Start of Supplied material

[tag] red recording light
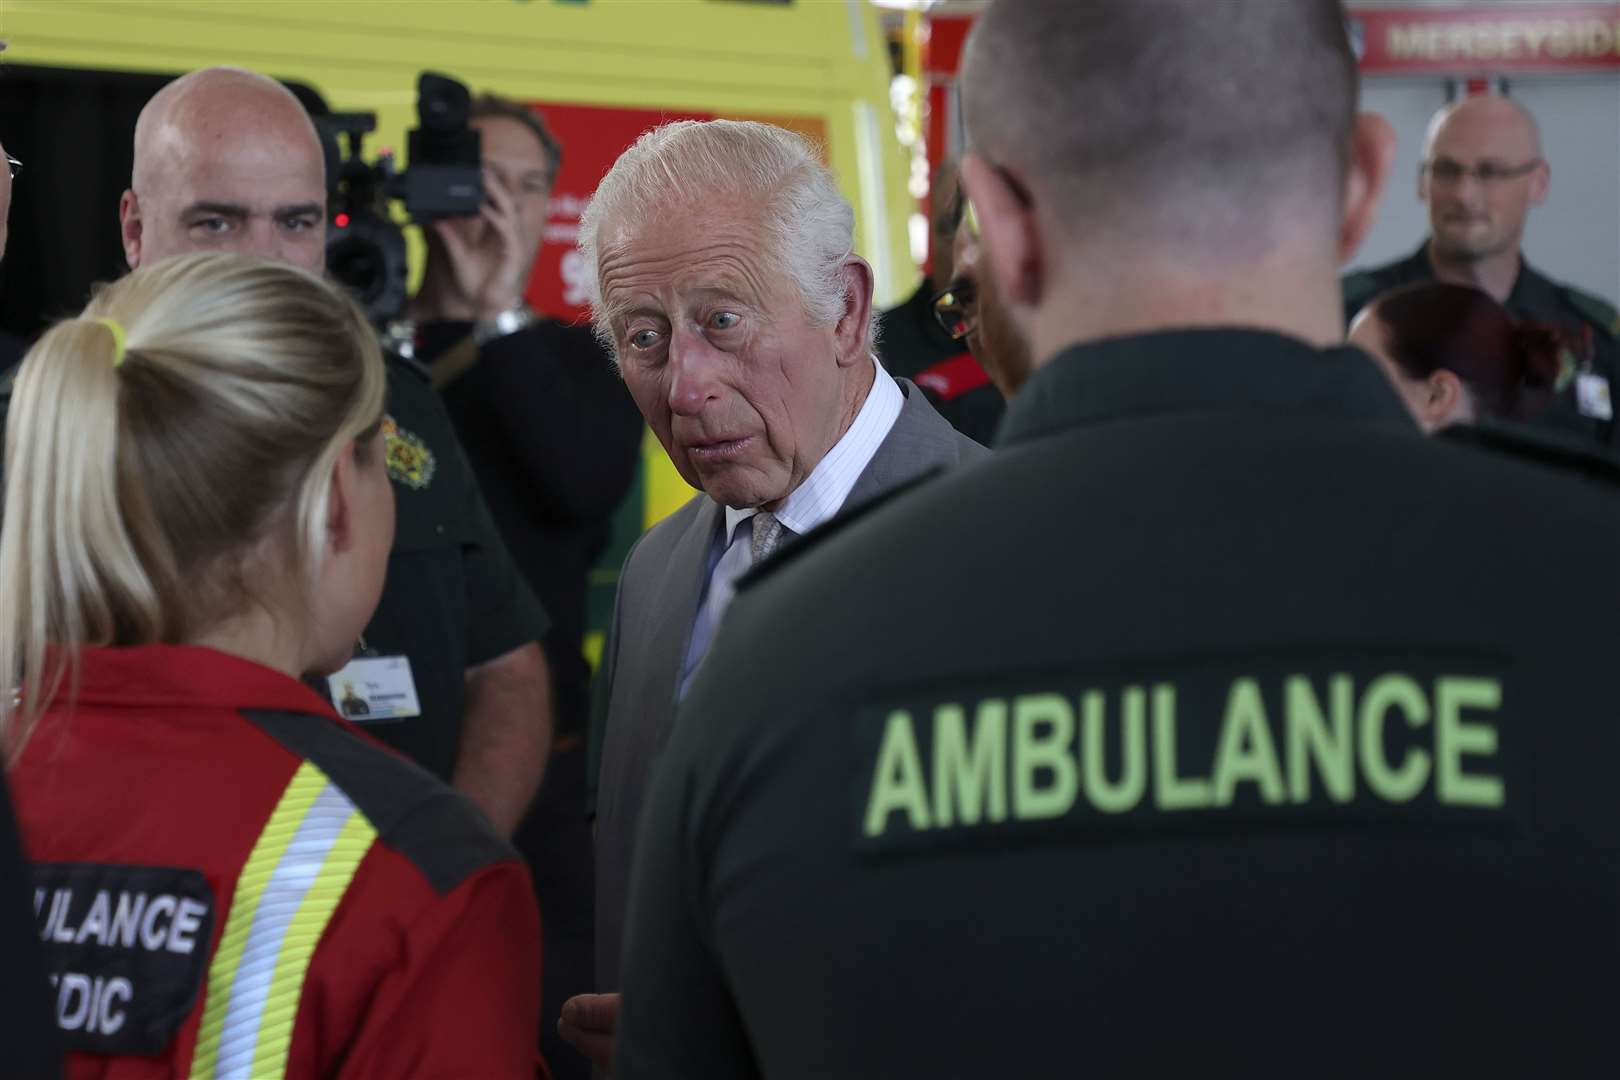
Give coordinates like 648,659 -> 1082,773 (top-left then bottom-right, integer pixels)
335,213 -> 351,228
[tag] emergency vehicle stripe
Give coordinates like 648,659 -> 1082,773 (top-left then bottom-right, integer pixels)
187,762 -> 375,1080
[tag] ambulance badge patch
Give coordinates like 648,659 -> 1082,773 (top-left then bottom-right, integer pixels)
382,416 -> 436,491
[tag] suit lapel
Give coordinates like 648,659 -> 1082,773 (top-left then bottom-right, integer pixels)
640,498 -> 723,739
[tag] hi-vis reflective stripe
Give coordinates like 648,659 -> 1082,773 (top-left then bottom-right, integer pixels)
187,762 -> 376,1080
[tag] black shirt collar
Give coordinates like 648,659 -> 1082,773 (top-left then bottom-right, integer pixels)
1409,240 -> 1563,321
998,327 -> 1416,448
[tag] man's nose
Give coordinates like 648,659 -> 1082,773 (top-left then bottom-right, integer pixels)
1450,171 -> 1488,201
232,220 -> 283,263
666,325 -> 723,418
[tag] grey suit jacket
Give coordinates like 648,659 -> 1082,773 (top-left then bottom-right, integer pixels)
590,378 -> 988,987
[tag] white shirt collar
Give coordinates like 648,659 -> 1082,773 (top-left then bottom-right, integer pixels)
720,357 -> 904,544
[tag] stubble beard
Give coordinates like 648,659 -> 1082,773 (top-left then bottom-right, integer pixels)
1432,221 -> 1517,265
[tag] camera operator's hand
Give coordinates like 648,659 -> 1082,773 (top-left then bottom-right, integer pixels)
431,169 -> 532,319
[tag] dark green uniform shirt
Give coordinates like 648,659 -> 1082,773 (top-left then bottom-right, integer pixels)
618,329 -> 1620,1079
1344,242 -> 1620,451
355,356 -> 550,781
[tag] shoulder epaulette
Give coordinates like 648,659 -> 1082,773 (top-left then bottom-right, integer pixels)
1557,286 -> 1620,340
242,709 -> 517,895
735,468 -> 943,594
1439,419 -> 1620,490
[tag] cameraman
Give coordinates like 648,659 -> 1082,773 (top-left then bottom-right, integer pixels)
407,95 -> 642,1080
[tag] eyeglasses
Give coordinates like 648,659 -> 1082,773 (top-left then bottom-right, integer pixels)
1422,158 -> 1541,185
931,278 -> 978,341
5,155 -> 19,180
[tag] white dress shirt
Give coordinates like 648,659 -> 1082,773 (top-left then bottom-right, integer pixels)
678,358 -> 904,698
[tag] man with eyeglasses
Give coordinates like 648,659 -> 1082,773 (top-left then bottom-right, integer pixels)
1344,94 -> 1620,450
875,163 -> 1005,443
943,187 -> 1036,401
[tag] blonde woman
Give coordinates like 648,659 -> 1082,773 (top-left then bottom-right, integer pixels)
2,254 -> 542,1078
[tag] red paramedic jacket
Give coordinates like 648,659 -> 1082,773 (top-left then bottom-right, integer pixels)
9,644 -> 543,1079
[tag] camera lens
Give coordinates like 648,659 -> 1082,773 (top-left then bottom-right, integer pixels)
328,235 -> 386,305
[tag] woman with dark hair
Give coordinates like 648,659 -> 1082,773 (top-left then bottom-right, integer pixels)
1349,282 -> 1567,433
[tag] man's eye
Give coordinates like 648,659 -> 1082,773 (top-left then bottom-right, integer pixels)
709,312 -> 741,331
630,329 -> 662,350
191,218 -> 231,235
283,217 -> 318,232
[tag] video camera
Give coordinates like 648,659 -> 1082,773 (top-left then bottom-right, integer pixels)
318,72 -> 484,326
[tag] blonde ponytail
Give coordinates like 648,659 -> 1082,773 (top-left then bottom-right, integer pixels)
0,254 -> 386,757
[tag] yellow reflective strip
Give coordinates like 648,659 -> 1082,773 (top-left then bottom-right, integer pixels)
187,762 -> 327,1080
248,809 -> 376,1078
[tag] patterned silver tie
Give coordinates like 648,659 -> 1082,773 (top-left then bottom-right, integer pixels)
750,511 -> 794,564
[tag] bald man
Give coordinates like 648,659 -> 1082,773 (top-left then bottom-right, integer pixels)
1345,94 -> 1620,451
118,68 -> 555,837
120,68 -> 323,270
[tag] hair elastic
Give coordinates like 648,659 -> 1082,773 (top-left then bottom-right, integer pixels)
95,318 -> 128,368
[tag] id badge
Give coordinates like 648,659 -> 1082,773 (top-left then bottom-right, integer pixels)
1576,372 -> 1613,421
327,654 -> 422,723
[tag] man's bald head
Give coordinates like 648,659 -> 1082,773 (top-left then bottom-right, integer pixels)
1424,95 -> 1543,162
960,0 -> 1357,257
121,67 -> 327,272
1420,95 -> 1549,264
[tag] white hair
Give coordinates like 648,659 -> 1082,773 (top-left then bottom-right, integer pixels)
578,119 -> 874,356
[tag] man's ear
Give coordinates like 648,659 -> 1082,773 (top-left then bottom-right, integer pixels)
960,153 -> 1044,312
832,254 -> 875,368
1340,113 -> 1398,266
119,189 -> 144,271
325,446 -> 357,559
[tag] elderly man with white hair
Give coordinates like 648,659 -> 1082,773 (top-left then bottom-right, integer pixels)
562,118 -> 985,1070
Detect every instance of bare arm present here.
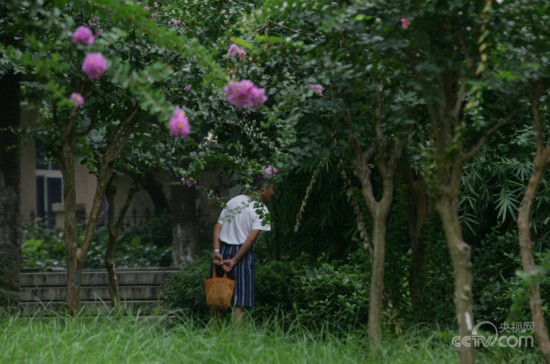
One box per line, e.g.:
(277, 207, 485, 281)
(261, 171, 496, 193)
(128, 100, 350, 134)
(222, 229, 261, 272)
(212, 223, 223, 265)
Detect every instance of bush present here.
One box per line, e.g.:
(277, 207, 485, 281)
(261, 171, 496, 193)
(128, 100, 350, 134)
(163, 250, 371, 332)
(288, 252, 370, 332)
(162, 255, 212, 320)
(21, 218, 171, 269)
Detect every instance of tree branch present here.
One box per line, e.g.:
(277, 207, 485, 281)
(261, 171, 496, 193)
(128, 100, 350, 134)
(532, 79, 545, 152)
(462, 109, 519, 161)
(75, 115, 98, 137)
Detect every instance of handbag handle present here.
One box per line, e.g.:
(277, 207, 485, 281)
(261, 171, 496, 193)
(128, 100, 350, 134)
(211, 262, 228, 278)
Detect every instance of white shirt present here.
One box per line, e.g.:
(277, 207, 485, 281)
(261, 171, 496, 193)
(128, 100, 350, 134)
(218, 194, 271, 245)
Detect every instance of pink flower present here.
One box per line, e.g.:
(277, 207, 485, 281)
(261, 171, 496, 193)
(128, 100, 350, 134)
(153, 2, 159, 8)
(184, 84, 192, 92)
(227, 44, 247, 59)
(264, 165, 278, 175)
(181, 176, 195, 187)
(71, 26, 95, 45)
(401, 18, 411, 29)
(224, 80, 267, 109)
(307, 83, 324, 96)
(144, 5, 150, 10)
(95, 28, 103, 37)
(82, 53, 108, 80)
(70, 93, 84, 107)
(169, 108, 190, 137)
(170, 18, 181, 26)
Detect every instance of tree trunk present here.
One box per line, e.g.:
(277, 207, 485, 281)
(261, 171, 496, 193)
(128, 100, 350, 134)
(60, 108, 137, 315)
(517, 151, 550, 363)
(404, 167, 430, 319)
(105, 182, 121, 309)
(104, 180, 139, 309)
(353, 150, 400, 350)
(0, 71, 21, 308)
(436, 196, 475, 364)
(59, 130, 81, 315)
(368, 211, 388, 349)
(171, 184, 199, 267)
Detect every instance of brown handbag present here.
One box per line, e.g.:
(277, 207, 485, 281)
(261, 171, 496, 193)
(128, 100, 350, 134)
(204, 263, 235, 310)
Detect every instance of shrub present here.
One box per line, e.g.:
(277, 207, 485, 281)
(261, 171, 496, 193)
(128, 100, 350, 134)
(162, 255, 212, 320)
(21, 218, 171, 269)
(163, 250, 371, 332)
(288, 253, 370, 332)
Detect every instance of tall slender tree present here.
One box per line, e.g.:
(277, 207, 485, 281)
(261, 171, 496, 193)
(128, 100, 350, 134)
(0, 0, 22, 309)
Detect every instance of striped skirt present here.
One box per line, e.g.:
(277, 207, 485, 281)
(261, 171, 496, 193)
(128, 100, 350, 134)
(214, 242, 255, 308)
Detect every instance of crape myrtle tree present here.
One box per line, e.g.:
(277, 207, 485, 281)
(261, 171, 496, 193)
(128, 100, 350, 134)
(6, 0, 226, 314)
(397, 1, 522, 362)
(55, 0, 270, 306)
(231, 0, 533, 358)
(0, 0, 23, 308)
(232, 0, 421, 348)
(491, 0, 550, 361)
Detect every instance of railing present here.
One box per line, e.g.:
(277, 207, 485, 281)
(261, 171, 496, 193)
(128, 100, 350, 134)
(19, 268, 179, 314)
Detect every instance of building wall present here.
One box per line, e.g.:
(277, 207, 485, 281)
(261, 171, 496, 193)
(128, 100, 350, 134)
(19, 108, 155, 227)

End of Supplied material

The answer should consist of every line from the listing above that includes the word "handbag".

Detect every instance of handbag handle present here.
Detect every instance of brown handbag present here.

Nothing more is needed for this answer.